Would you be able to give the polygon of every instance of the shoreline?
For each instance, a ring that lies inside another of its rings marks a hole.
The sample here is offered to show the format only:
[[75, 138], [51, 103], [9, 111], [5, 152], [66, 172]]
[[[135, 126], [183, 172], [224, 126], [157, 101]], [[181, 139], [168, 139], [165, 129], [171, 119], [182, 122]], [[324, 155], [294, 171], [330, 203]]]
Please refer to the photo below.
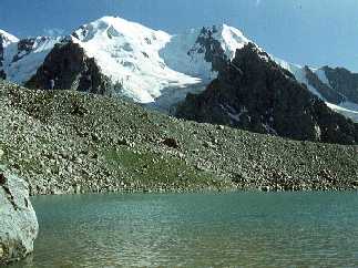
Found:
[[30, 194], [357, 190], [358, 146], [178, 120], [121, 99], [0, 82], [0, 165]]

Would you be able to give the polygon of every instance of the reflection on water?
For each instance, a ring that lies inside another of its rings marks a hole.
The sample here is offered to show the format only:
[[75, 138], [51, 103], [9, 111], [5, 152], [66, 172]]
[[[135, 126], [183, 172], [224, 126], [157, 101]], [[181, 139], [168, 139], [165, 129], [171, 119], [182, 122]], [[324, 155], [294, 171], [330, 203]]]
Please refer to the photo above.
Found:
[[358, 195], [85, 195], [33, 199], [35, 254], [13, 267], [358, 266]]

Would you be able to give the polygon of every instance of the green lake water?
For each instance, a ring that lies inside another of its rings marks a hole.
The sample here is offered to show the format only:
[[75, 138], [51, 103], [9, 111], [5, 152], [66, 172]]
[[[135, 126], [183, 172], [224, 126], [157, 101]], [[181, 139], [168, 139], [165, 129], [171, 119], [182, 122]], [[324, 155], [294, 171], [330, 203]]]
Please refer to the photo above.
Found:
[[358, 267], [358, 194], [32, 199], [34, 255], [12, 267]]

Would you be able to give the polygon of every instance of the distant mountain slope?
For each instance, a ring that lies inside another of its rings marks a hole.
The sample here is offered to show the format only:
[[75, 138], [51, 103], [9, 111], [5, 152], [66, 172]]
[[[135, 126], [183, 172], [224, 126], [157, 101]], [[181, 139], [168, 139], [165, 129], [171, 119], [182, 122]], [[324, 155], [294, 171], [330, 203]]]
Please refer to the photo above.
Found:
[[358, 74], [344, 68], [299, 66], [275, 58], [275, 61], [291, 72], [297, 81], [320, 97], [336, 112], [358, 123]]
[[[185, 99], [188, 92], [204, 90], [216, 78], [219, 59], [231, 60], [235, 49], [247, 42], [241, 31], [227, 25], [194, 29], [183, 34], [170, 35], [121, 18], [104, 17], [80, 27], [65, 39], [38, 38], [20, 41], [18, 47], [20, 43], [29, 44], [24, 52], [23, 49], [9, 52], [11, 56], [8, 56], [8, 62], [11, 68], [6, 71], [8, 79], [17, 83], [47, 89], [49, 81], [43, 81], [47, 76], [53, 78], [55, 87], [61, 87], [65, 84], [60, 75], [64, 73], [61, 69], [73, 62], [64, 53], [62, 63], [58, 59], [60, 53], [51, 62], [53, 58], [50, 52], [55, 44], [55, 51], [63, 48], [63, 43], [72, 47], [78, 44], [83, 49], [85, 58], [94, 59], [103, 78], [111, 81], [111, 90], [105, 93], [124, 95], [140, 103], [157, 103], [158, 106], [168, 109]], [[13, 61], [17, 54], [21, 58], [19, 63]], [[63, 64], [64, 61], [67, 64]], [[41, 73], [44, 62], [47, 69], [61, 70], [60, 74]], [[13, 70], [18, 70], [17, 75]], [[76, 70], [70, 72], [78, 76], [76, 80], [83, 74], [75, 73]], [[99, 89], [88, 91], [103, 92]]]
[[357, 146], [197, 124], [126, 102], [0, 81], [0, 166], [31, 195], [357, 189]]
[[6, 49], [11, 43], [16, 43], [16, 42], [19, 42], [18, 38], [0, 29], [0, 79], [7, 78], [7, 74], [3, 70], [3, 66], [6, 65], [6, 62], [4, 62]]
[[[225, 24], [171, 35], [117, 17], [103, 17], [65, 38], [2, 35], [1, 78], [35, 89], [53, 82], [54, 89], [121, 95], [166, 113], [174, 113], [187, 93], [203, 92], [235, 51], [252, 42]], [[358, 122], [358, 74], [276, 62], [334, 111]]]
[[206, 91], [190, 94], [177, 115], [294, 140], [358, 143], [358, 124], [333, 112], [253, 43], [237, 50]]

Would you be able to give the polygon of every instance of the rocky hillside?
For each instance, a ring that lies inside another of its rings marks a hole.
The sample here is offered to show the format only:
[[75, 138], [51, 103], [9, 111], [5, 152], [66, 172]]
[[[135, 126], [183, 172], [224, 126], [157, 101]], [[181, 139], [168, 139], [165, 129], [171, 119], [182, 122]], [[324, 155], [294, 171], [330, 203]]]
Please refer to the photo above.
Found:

» **TASK STATEMENT**
Retype all of the lines above exactly as they appear, but leave the pictures out.

» **COMPLETED EXERCISE**
Would you be able to give the polygon of every instance of the shoreline?
For each instance, a ring that lies inside another of its rings marks a hole.
The sample here is offered to show the format only:
[[75, 138], [51, 103], [9, 111], [5, 152], [66, 172]]
[[[135, 126], [183, 172], [224, 126], [157, 101]], [[181, 139], [168, 139], [165, 129], [171, 119], [182, 122]], [[324, 155], [294, 171], [330, 203]]]
Please refer to the photo below.
Found:
[[30, 194], [357, 190], [358, 146], [178, 120], [121, 99], [0, 82], [0, 165]]

Would you be able to give the polygon of every instance of the reflection on water?
For each instance, a ring that lies inside another of its rings marks a hole.
The sample here is offered to show the format only:
[[75, 138], [51, 103], [9, 111], [5, 152], [66, 172]]
[[[135, 126], [183, 172], [224, 126], [157, 101]], [[181, 139], [168, 139], [165, 129], [171, 119], [182, 122]], [[324, 155], [294, 171], [330, 203]]]
Please refer to the photo above.
Found:
[[358, 195], [85, 195], [33, 199], [35, 254], [13, 267], [358, 266]]

Would you be able to give the polygon of every instance of the green lake water?
For each instance, a ring that lies inside another of its rings marks a hole.
The sample here is offered to show the format only:
[[75, 138], [51, 103], [9, 111], [5, 152], [66, 172]]
[[[135, 126], [183, 172], [224, 126], [157, 101]], [[181, 139], [168, 139], [165, 129], [171, 119], [182, 122]], [[324, 155], [294, 171], [330, 203]]]
Please refer to the photo above.
Found:
[[358, 267], [358, 194], [32, 199], [34, 255], [12, 267]]

Would you be able to give the polygon of every instance of the distant mountain slope?
For each instance, a ring that lies inside another of its rings marks a hole.
The sample here is offered to show the format only:
[[75, 138], [51, 103], [9, 111], [5, 152], [66, 172]]
[[[135, 126], [183, 172], [224, 126], [157, 101]], [[181, 139], [168, 139], [165, 129], [171, 119], [182, 122]], [[324, 155], [294, 171], [330, 203]]]
Please refer to the photo above.
Found:
[[358, 74], [344, 68], [299, 66], [275, 58], [275, 61], [291, 72], [297, 81], [320, 97], [336, 112], [358, 123]]
[[[185, 99], [188, 92], [204, 90], [216, 78], [219, 59], [231, 60], [235, 49], [247, 42], [241, 31], [227, 25], [194, 29], [183, 34], [170, 35], [121, 18], [104, 17], [80, 27], [65, 39], [38, 38], [20, 41], [18, 47], [20, 43], [29, 44], [24, 52], [23, 49], [9, 52], [11, 56], [8, 56], [8, 62], [11, 68], [6, 71], [8, 79], [17, 83], [47, 89], [49, 81], [43, 81], [47, 76], [53, 78], [55, 87], [61, 87], [65, 84], [60, 75], [64, 73], [61, 69], [73, 62], [64, 53], [62, 63], [58, 59], [60, 53], [51, 62], [53, 58], [50, 52], [55, 44], [55, 51], [63, 48], [63, 43], [72, 47], [78, 44], [83, 49], [85, 58], [94, 59], [103, 78], [111, 81], [111, 90], [105, 93], [124, 95], [140, 103], [157, 103], [158, 106], [168, 109]], [[13, 61], [17, 54], [21, 58], [19, 63]], [[63, 64], [64, 61], [67, 64]], [[41, 73], [44, 62], [47, 69], [61, 70], [60, 74]], [[13, 70], [18, 70], [17, 75]], [[76, 70], [70, 72], [78, 76], [76, 80], [83, 74], [75, 73]], [[99, 89], [88, 91], [103, 92]]]
[[357, 146], [197, 124], [126, 102], [0, 81], [0, 166], [31, 195], [357, 189]]
[[6, 49], [11, 43], [16, 43], [16, 42], [19, 42], [18, 38], [0, 29], [0, 79], [7, 78], [7, 74], [3, 70], [3, 66], [6, 65], [6, 62], [4, 62]]
[[[225, 24], [171, 35], [117, 17], [103, 17], [65, 38], [2, 35], [1, 78], [35, 89], [53, 82], [54, 89], [121, 95], [166, 113], [174, 113], [187, 93], [203, 92], [235, 51], [252, 42]], [[358, 122], [358, 74], [276, 62], [334, 111]]]
[[206, 91], [190, 94], [177, 115], [294, 140], [358, 143], [358, 124], [333, 112], [253, 43], [237, 50]]

Would you be able to give the polygon of every instance of the rocky hillside?
For each instance, a ring that lies inside another of its rings marks a hole.
The sample here is offered to show the format only:
[[75, 138], [51, 103], [9, 111], [5, 152], [66, 172]]
[[[135, 126], [183, 172], [224, 126], [157, 101]], [[181, 139], [168, 139], [165, 129], [171, 119], [182, 122]], [[324, 155], [294, 171], [330, 203]]]
Please refer to the photo above.
Found:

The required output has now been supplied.